··· TEXTE RETENU
Plusieurs entreprises publiques sont aujourd’hui en restructuration, et d’autres bénéficieront certainement du concours du budget de l’Etat pour assurer leur survie, ou le simple paiement des salaires.
La situation financière actuelle des entreprises et établissements financiers au cours des dernières années est due à la détérioration du cours du dinar par rapport aux principales devises, la régression du secteur touristique, et la baisse de la production du phosphate. D’autres facteurs endogènes relatifs à la gestion et à la gouvernance de ces établissements expliquent la contreperformance de ces entreprises.
Détérioration
Les entreprises publiques, dont la participation au PIB s’élève à 9,5% en 2016 contre 13% en 2010, voient leur performance se détériorer d’une année à l’autre. Les indicateurs clés reflètent une crise profonde, observée dans ces pertes cumulées qui ont touché 50% des entreprises publiques, sans tenir compte des caisses sociales.
De même, la masse salariale a augmenté, passant de 2580 MD en 2010 à 4000 MD en 2016, soit une évolution de +55%. Sachant qu’une hausse de 80% de la masse salariale a été enregistrée entre 2010 et 2016 (GCT, CPG, Rnta, Cnss, Cnam, Sndp…).
Cette détérioration est due à l’absence d’une vision sur le rôle des entreprises publiques, la faiblesse de la gouvernance globale du secteur public économique, de la gouvernance interne des entreprises publiques, du dialogue social et de la responsabilité sociétale avec une multiplication des grèves et des mouvements sociaux, outre l’augmentation non étudiée du nombre de salariés infondée et des salaires.
D’autres facteurs sont à l’origine de cette crise émanant de plusieurs insuffisances au niveau organisationnel, en l’occurrence la faiblesse de la gestion prévisionnelle des ressources humaines, des structures d’audit, du contrôle de gestion et de comptabilité analytique avec un manque de moyens humains, matériels et financiers.
······
● DÉTAILS DE L'EXERCICE
Extrayez sans rien modifier, dans le texte sur les entreprises publiques, le passage qui commence par « Cette détérioration est » et se poursuit jusqu'à « matériels et financiers. ». Les items qui suivent constituent un matériau distinct du texte.
··· EXTRAITS DE DONNÉES
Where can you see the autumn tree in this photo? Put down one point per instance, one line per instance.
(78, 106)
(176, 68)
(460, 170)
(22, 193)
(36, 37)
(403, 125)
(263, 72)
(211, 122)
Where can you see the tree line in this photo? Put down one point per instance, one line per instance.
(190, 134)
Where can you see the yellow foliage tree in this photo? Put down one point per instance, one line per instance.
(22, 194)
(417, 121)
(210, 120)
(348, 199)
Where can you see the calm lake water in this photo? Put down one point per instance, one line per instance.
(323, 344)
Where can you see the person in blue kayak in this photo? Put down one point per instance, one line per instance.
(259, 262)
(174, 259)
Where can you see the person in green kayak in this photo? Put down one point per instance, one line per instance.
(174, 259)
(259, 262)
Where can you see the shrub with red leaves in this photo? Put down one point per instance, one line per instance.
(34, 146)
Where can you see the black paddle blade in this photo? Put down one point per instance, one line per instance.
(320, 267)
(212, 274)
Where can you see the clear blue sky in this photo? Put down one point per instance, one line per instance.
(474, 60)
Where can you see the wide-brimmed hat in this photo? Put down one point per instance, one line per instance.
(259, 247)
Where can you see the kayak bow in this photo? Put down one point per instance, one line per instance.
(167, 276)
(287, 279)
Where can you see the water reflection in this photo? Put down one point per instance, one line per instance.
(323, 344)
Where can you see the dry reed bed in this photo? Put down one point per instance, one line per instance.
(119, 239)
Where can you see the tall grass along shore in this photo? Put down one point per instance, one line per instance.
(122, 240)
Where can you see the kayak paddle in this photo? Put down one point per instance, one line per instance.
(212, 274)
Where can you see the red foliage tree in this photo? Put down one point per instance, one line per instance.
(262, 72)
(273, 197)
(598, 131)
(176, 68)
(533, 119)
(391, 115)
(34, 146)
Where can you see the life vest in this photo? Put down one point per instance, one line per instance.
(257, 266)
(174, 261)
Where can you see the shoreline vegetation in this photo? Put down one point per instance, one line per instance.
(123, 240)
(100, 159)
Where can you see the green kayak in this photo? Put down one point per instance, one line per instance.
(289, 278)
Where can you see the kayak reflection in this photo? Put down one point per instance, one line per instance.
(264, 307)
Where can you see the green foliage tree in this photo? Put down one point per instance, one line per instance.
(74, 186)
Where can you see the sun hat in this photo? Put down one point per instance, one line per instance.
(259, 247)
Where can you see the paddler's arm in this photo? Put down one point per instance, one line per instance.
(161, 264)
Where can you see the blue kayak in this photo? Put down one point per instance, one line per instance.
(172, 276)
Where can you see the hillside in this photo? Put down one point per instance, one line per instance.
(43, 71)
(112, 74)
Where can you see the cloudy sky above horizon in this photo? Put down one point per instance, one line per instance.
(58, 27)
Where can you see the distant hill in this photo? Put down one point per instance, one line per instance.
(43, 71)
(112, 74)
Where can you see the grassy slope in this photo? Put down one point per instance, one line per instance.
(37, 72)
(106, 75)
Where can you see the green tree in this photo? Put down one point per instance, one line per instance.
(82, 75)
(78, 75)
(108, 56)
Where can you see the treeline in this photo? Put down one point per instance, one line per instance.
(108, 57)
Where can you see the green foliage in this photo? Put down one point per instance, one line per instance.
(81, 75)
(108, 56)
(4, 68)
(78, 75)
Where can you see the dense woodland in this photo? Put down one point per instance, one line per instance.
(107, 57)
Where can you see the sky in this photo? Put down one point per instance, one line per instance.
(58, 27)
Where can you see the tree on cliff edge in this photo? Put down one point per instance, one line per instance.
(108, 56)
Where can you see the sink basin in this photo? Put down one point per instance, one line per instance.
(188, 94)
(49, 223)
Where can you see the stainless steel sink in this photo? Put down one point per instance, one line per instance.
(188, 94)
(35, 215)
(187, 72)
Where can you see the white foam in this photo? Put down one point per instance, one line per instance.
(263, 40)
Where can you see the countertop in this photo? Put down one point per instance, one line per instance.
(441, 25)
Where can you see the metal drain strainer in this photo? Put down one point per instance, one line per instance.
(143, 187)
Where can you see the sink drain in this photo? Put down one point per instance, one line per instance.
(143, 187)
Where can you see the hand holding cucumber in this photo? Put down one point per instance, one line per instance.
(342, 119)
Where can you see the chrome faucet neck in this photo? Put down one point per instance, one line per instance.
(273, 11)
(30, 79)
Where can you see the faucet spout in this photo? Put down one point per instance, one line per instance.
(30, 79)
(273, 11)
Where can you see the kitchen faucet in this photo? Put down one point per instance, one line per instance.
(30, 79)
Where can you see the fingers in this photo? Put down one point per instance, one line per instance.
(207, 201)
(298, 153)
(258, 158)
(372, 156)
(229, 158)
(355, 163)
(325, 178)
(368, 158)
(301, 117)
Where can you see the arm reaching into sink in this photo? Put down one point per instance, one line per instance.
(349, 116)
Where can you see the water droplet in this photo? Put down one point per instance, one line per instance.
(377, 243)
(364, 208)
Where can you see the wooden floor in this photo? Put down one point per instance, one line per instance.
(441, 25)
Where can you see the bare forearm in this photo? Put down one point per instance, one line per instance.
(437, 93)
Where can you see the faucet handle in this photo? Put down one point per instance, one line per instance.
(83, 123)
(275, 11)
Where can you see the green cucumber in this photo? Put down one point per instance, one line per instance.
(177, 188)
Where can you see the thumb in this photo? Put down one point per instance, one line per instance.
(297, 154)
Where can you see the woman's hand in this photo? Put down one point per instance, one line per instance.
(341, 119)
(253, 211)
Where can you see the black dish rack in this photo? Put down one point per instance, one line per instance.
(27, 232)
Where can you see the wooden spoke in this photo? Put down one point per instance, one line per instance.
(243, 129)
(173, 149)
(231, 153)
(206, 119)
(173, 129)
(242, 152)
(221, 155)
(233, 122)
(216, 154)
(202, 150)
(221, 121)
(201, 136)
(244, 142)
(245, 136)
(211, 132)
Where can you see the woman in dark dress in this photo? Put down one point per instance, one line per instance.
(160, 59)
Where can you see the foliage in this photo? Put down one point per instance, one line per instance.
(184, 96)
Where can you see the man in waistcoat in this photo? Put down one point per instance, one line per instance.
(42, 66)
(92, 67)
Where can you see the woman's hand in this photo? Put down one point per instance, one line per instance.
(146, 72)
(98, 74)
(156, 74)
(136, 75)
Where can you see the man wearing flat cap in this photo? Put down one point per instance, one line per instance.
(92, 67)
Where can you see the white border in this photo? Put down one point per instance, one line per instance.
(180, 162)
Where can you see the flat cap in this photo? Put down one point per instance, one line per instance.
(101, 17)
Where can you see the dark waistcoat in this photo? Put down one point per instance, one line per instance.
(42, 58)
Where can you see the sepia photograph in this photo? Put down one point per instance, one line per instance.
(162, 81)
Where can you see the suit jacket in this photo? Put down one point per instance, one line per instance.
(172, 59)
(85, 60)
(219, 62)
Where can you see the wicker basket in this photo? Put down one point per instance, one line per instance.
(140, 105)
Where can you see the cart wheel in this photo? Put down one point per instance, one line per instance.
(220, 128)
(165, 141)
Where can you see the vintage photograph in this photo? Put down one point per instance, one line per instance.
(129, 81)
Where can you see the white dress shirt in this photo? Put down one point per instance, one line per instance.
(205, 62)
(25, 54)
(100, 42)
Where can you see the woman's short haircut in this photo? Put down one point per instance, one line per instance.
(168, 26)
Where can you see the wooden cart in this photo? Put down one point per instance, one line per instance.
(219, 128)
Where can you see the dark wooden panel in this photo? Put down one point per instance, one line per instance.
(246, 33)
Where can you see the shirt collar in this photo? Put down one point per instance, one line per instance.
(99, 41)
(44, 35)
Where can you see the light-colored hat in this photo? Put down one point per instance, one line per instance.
······
● TÂCHE RÉALISÉE
Cette détérioration est due à l’absence d’une vision sur le rôle des entreprises publiques, la faiblesse de la gouvernance globale du secteur public économique, de la gouvernance interne des entreprises publiques, du dialogue social et de la responsabilité sociétale avec une multiplication des grèves et des mouvements sociaux, outre l’augmentation non étudiée du nombre de salariés infondée et des salaires.
D’autres facteurs sont à l’origine de cette crise émanant de plusieurs insuffisances au niveau organisationnel, en l’occurrence la faiblesse de la gestion prévisionnelle des ressources humaines, des structures d’audit, du contrôle de gestion et de comptabilité analytique avec un manque de moyens humains, matériels et financiers.